--- begin ---

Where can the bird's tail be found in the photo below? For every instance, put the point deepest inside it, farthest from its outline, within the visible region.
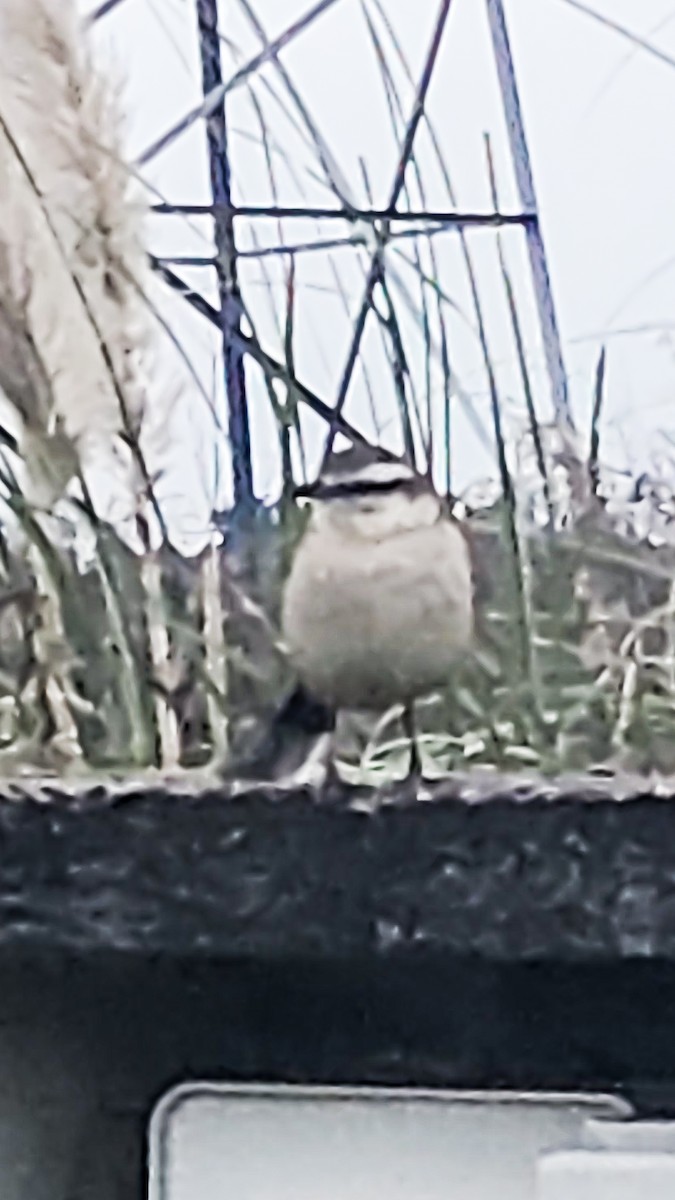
(294, 745)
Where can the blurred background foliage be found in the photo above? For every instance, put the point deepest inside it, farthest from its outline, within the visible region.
(118, 653)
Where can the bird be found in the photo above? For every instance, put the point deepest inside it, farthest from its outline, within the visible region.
(378, 601)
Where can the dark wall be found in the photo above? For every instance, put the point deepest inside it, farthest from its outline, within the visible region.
(87, 1047)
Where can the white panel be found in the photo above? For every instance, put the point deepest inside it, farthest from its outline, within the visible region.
(210, 1143)
(607, 1175)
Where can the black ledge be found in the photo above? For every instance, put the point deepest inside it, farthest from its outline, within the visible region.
(569, 871)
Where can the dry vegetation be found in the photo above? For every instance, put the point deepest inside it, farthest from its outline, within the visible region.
(118, 657)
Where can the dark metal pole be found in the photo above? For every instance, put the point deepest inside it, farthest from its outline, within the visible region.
(523, 168)
(226, 259)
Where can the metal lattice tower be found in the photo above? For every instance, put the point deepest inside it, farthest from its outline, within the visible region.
(236, 343)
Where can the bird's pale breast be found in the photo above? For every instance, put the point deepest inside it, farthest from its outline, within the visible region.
(370, 623)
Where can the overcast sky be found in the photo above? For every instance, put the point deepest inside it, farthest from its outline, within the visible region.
(598, 119)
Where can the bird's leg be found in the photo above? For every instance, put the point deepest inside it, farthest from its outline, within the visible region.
(414, 771)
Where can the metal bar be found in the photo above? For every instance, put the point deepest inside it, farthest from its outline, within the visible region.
(226, 263)
(523, 168)
(249, 346)
(101, 10)
(396, 189)
(353, 215)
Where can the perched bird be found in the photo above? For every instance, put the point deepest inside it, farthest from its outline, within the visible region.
(378, 601)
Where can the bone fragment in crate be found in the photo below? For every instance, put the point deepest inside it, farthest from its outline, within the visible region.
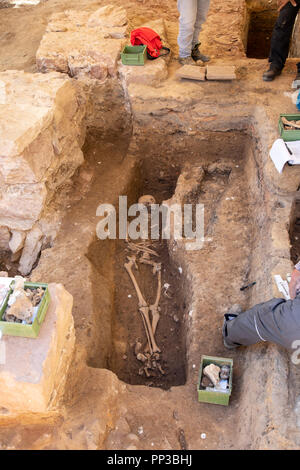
(287, 123)
(213, 373)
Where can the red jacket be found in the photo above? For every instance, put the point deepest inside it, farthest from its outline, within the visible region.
(149, 38)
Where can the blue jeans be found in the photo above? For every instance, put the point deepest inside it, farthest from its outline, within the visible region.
(193, 14)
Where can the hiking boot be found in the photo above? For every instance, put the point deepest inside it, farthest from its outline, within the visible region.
(272, 73)
(296, 82)
(196, 54)
(186, 61)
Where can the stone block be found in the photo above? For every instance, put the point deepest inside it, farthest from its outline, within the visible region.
(42, 128)
(34, 374)
(83, 44)
(220, 72)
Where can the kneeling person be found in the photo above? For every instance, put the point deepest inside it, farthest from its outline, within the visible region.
(277, 320)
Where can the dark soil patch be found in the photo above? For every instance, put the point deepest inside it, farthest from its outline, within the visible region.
(260, 32)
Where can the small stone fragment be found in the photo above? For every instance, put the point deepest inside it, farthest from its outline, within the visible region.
(225, 372)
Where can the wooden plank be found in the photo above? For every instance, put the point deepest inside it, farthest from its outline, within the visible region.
(191, 72)
(220, 72)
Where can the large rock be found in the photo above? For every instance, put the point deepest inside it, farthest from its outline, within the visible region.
(32, 248)
(42, 129)
(34, 374)
(83, 44)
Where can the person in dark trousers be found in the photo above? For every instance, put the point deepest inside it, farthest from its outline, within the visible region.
(280, 41)
(277, 321)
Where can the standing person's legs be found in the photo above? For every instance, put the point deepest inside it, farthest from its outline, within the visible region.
(202, 10)
(281, 36)
(188, 16)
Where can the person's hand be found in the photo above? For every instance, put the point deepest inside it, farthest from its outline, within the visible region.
(282, 3)
(294, 285)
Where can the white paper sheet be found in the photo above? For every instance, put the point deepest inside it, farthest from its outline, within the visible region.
(280, 155)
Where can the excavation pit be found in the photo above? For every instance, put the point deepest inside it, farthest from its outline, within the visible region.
(227, 188)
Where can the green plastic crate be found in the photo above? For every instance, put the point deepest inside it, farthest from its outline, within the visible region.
(206, 396)
(289, 136)
(18, 329)
(134, 55)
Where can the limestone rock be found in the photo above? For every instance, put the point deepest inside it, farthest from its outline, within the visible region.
(153, 73)
(213, 373)
(4, 238)
(17, 241)
(85, 46)
(32, 248)
(42, 129)
(21, 205)
(220, 72)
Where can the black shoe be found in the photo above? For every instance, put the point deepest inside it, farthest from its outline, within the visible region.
(270, 74)
(296, 82)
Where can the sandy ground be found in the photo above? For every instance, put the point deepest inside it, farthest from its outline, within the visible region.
(175, 412)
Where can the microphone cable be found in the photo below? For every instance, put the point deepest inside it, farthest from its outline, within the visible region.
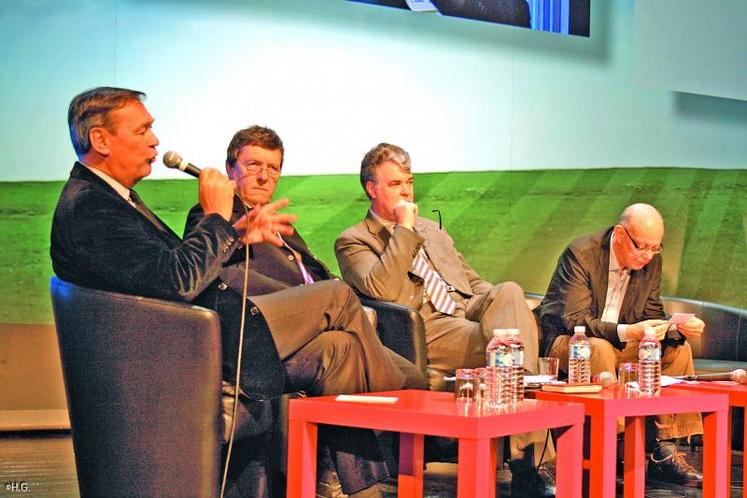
(239, 355)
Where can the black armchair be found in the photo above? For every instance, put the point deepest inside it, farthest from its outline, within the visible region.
(400, 329)
(143, 383)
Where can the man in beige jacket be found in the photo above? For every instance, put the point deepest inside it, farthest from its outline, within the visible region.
(394, 255)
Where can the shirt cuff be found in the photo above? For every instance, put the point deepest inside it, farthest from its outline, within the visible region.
(622, 332)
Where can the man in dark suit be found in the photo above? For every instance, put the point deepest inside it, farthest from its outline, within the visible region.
(104, 237)
(254, 160)
(383, 257)
(610, 283)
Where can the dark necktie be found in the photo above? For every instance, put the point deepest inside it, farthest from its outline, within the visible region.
(140, 206)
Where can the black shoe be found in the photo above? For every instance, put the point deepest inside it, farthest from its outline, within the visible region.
(536, 482)
(675, 469)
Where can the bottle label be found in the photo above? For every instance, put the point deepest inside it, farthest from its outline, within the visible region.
(580, 351)
(652, 354)
(506, 360)
(492, 359)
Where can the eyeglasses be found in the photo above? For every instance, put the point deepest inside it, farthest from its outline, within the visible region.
(254, 167)
(653, 250)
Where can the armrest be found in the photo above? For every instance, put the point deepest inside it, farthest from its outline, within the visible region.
(401, 329)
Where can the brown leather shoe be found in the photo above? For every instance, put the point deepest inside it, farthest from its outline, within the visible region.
(675, 469)
(329, 486)
(536, 482)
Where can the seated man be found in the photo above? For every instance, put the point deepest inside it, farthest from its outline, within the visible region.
(254, 161)
(609, 282)
(390, 255)
(105, 237)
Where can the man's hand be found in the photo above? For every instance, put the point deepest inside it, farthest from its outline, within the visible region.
(405, 213)
(216, 193)
(635, 330)
(263, 223)
(692, 328)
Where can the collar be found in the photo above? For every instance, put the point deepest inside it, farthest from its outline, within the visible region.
(123, 191)
(389, 225)
(614, 264)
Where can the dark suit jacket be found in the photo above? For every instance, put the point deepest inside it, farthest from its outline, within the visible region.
(578, 291)
(100, 241)
(271, 268)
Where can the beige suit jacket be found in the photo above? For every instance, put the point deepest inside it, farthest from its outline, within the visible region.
(378, 263)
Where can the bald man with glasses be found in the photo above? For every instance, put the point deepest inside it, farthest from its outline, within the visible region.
(610, 283)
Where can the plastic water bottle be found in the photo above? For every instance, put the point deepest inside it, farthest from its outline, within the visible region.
(493, 353)
(579, 357)
(649, 363)
(517, 369)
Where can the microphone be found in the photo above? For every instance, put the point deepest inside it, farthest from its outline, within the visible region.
(739, 376)
(174, 161)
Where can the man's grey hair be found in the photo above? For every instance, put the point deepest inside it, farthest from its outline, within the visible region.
(91, 109)
(377, 156)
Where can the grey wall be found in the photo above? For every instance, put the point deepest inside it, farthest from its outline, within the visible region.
(334, 78)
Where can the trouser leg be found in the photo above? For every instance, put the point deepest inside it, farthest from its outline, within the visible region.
(504, 307)
(298, 314)
(332, 363)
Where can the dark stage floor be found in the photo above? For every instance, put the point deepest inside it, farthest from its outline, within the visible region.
(42, 464)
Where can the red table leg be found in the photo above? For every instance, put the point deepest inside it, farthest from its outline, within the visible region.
(569, 449)
(714, 455)
(602, 454)
(411, 462)
(475, 472)
(301, 459)
(744, 452)
(635, 457)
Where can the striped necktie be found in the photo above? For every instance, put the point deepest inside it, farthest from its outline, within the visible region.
(435, 287)
(307, 278)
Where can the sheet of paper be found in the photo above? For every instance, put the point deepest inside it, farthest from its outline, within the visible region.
(538, 379)
(366, 399)
(421, 6)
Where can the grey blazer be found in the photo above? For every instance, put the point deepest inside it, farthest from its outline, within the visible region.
(378, 263)
(578, 291)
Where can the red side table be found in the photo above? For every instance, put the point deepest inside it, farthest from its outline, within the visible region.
(604, 407)
(737, 397)
(416, 413)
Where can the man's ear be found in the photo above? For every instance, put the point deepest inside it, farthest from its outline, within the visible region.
(370, 189)
(99, 139)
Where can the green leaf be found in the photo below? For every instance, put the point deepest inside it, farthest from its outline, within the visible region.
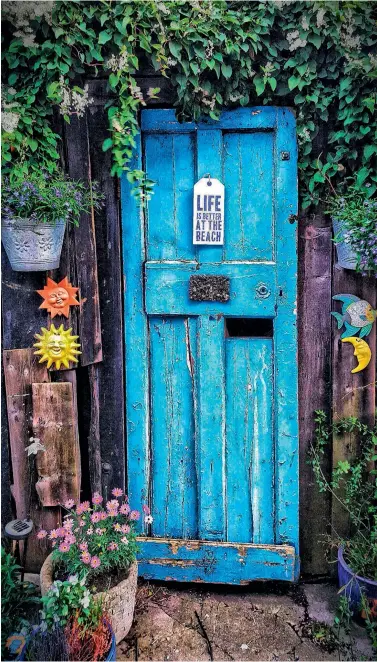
(104, 37)
(107, 144)
(314, 39)
(259, 85)
(226, 70)
(369, 150)
(175, 49)
(293, 82)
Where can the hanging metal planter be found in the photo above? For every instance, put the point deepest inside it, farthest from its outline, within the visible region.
(31, 245)
(347, 258)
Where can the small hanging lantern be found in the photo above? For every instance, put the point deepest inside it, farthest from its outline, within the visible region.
(57, 346)
(58, 297)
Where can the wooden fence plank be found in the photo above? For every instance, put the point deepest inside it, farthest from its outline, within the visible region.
(353, 394)
(54, 423)
(314, 324)
(107, 381)
(20, 370)
(85, 247)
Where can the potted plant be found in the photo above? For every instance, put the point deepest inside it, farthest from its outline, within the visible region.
(100, 541)
(354, 223)
(35, 212)
(73, 626)
(353, 485)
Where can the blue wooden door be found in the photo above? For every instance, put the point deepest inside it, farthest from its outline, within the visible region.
(211, 387)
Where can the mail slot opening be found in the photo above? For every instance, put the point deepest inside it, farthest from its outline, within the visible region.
(248, 327)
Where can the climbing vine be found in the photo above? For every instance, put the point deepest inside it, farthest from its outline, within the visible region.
(319, 57)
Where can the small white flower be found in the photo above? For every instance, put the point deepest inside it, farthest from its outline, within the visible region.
(35, 446)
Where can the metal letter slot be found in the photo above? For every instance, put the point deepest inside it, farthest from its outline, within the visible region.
(209, 288)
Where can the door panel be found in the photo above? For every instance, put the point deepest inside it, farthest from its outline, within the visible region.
(248, 164)
(211, 398)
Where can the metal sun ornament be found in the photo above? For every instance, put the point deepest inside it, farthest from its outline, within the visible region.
(58, 297)
(57, 345)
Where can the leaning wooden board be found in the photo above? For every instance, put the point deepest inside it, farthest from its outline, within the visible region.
(21, 369)
(54, 424)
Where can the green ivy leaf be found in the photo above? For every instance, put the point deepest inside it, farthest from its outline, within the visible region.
(104, 37)
(226, 70)
(107, 144)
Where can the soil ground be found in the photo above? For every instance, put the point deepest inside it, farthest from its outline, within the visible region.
(260, 622)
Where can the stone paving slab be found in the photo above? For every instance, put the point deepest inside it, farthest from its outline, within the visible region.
(263, 622)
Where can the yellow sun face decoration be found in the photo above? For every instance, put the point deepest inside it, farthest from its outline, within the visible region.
(58, 297)
(57, 346)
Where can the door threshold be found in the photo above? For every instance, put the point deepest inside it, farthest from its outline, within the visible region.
(215, 561)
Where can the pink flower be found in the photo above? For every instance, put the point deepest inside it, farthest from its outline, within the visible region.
(85, 557)
(97, 499)
(41, 534)
(124, 509)
(64, 547)
(95, 562)
(95, 517)
(83, 507)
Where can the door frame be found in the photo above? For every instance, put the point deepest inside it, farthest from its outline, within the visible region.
(186, 560)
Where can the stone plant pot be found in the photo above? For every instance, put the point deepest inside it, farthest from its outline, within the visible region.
(119, 600)
(346, 255)
(32, 246)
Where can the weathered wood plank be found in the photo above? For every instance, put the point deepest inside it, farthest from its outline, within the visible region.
(77, 144)
(21, 370)
(54, 423)
(173, 354)
(314, 360)
(249, 440)
(353, 394)
(136, 336)
(198, 561)
(111, 419)
(210, 426)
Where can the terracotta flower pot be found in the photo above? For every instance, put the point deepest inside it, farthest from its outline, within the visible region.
(119, 600)
(32, 246)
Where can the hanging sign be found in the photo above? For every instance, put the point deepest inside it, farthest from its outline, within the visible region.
(208, 218)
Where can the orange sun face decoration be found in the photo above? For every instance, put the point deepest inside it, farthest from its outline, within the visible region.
(58, 297)
(57, 345)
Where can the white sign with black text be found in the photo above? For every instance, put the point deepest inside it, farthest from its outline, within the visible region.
(208, 219)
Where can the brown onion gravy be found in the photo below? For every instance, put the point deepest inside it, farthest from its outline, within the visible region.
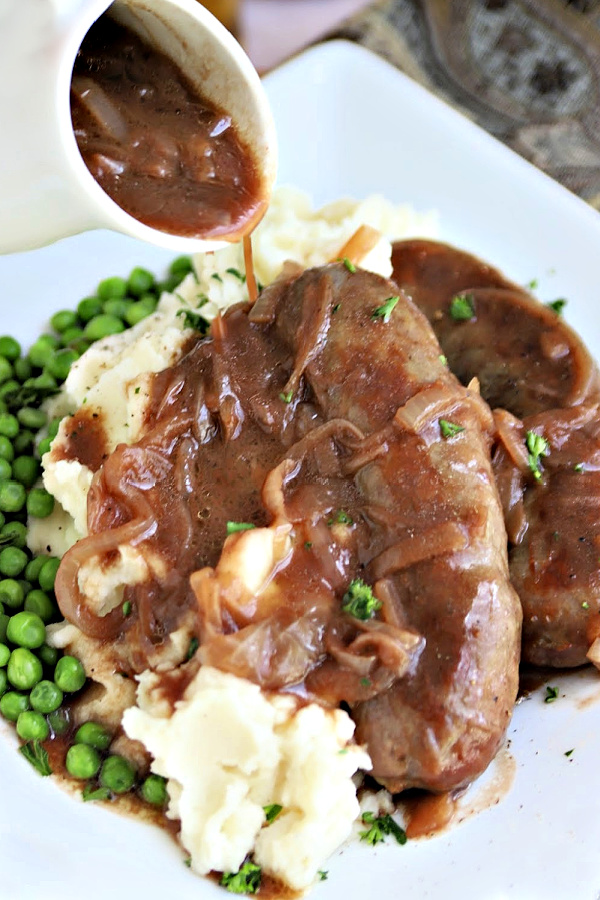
(165, 154)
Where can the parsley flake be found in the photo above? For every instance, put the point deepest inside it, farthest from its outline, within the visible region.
(272, 811)
(341, 518)
(233, 527)
(538, 446)
(462, 307)
(360, 601)
(384, 311)
(236, 274)
(381, 826)
(557, 306)
(37, 756)
(246, 881)
(450, 429)
(194, 644)
(194, 320)
(551, 694)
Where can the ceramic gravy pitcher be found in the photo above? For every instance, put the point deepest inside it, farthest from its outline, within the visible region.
(46, 191)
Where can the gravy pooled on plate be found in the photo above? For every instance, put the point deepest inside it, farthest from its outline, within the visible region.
(164, 153)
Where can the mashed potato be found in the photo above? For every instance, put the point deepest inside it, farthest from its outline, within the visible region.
(227, 749)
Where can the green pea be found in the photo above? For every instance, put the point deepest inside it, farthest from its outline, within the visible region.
(23, 441)
(12, 593)
(88, 308)
(47, 575)
(13, 704)
(94, 735)
(42, 351)
(40, 503)
(48, 655)
(26, 629)
(39, 602)
(34, 567)
(4, 620)
(71, 334)
(6, 370)
(69, 674)
(82, 761)
(117, 308)
(46, 697)
(140, 281)
(24, 669)
(136, 312)
(111, 288)
(23, 368)
(60, 364)
(63, 319)
(31, 726)
(117, 774)
(59, 721)
(9, 348)
(9, 425)
(181, 266)
(7, 389)
(154, 790)
(44, 446)
(101, 326)
(25, 470)
(6, 449)
(12, 496)
(12, 560)
(32, 418)
(16, 532)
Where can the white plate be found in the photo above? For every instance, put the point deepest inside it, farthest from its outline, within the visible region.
(350, 124)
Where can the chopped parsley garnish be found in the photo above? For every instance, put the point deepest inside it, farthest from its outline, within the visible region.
(233, 527)
(381, 826)
(91, 792)
(194, 320)
(272, 811)
(236, 274)
(384, 311)
(360, 601)
(246, 881)
(450, 429)
(462, 307)
(194, 644)
(557, 305)
(538, 446)
(36, 755)
(341, 518)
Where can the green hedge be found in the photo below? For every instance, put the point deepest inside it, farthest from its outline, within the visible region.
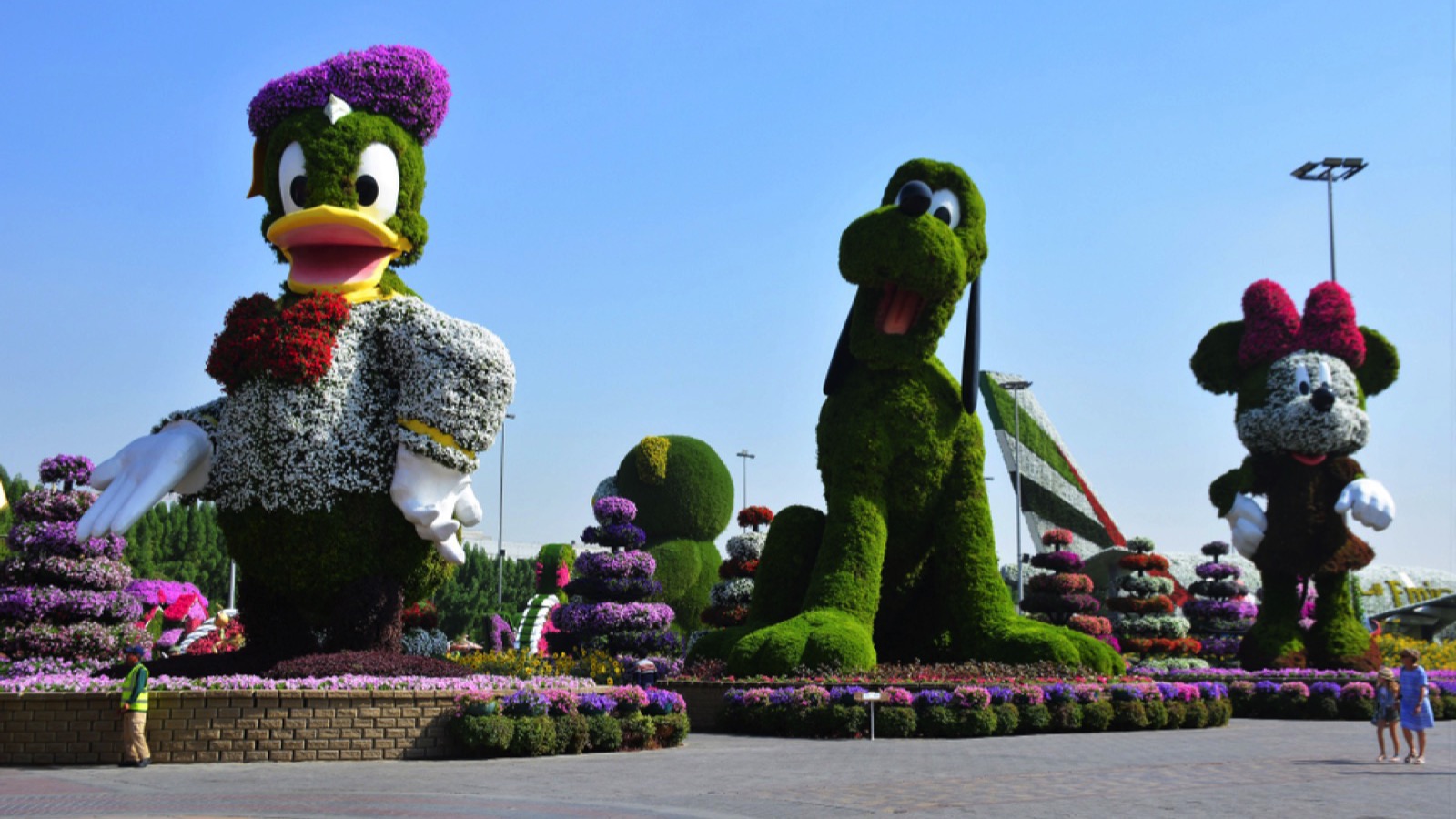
(497, 734)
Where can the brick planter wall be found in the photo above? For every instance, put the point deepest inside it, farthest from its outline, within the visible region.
(230, 726)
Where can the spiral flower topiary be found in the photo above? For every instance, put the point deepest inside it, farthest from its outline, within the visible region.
(1065, 596)
(58, 596)
(1150, 632)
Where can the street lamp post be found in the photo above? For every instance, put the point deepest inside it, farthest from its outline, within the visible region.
(500, 528)
(746, 455)
(1016, 387)
(1330, 171)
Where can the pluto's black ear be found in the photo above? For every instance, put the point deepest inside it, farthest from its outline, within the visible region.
(841, 363)
(972, 358)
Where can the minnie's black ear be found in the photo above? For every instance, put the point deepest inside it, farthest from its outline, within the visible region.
(841, 363)
(972, 358)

--- end ---

Given problem »
From the line containing "Where can the street" down to the last line, reproduce the records exactly. Include both ends.

Written answer »
Where can the street lamp post be found in the photo above? For every instance, put the point deepest inside it, farthest from its outline, within the visible region.
(500, 528)
(746, 455)
(1016, 387)
(1330, 171)
Where can the pluto's black ear be found in the photo above? For every instance, put the point deepest inside it, farthest from its outline, within the visible region.
(841, 363)
(972, 358)
Where can the minnie's black ear be found in the photo above? For every instance, put the point deepest inside it, farthest from its outline, within the visible region.
(841, 363)
(972, 358)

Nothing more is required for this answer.